DATA »
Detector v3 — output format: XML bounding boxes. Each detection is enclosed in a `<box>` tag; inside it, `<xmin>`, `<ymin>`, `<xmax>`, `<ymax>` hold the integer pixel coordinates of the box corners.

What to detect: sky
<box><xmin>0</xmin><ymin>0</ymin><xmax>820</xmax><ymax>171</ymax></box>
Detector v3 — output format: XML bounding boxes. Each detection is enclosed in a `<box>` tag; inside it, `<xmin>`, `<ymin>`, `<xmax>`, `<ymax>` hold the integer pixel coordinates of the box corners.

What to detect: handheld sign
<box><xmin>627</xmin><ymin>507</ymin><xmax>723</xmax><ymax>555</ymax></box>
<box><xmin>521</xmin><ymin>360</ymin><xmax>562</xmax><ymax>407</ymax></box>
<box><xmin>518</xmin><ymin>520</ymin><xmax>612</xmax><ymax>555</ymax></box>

EXERCISE DIRECTIONS » Can you reproduce every one of the entries above word for word?

SOLUTION »
Detector v3 — output format: XML bounding boxes. Each detection is enclosed in a `<box>` tag; inside it, `<xmin>`, `<ymin>`, `<xmax>`, `<ymax>` hold the integer pixel coordinates of the box corners.

What to detect: sky
<box><xmin>0</xmin><ymin>0</ymin><xmax>820</xmax><ymax>171</ymax></box>
Detector v3 — output format: XML bounding boxes. Each detection is enclosed in a `<box>` tag; inside it, `<xmin>`, `<ymin>`, `<xmax>`, `<ymax>` hold the integer pixel coordinates of the box corners.

What to detect: handheld sign
<box><xmin>627</xmin><ymin>507</ymin><xmax>723</xmax><ymax>555</ymax></box>
<box><xmin>521</xmin><ymin>360</ymin><xmax>562</xmax><ymax>407</ymax></box>
<box><xmin>518</xmin><ymin>520</ymin><xmax>612</xmax><ymax>555</ymax></box>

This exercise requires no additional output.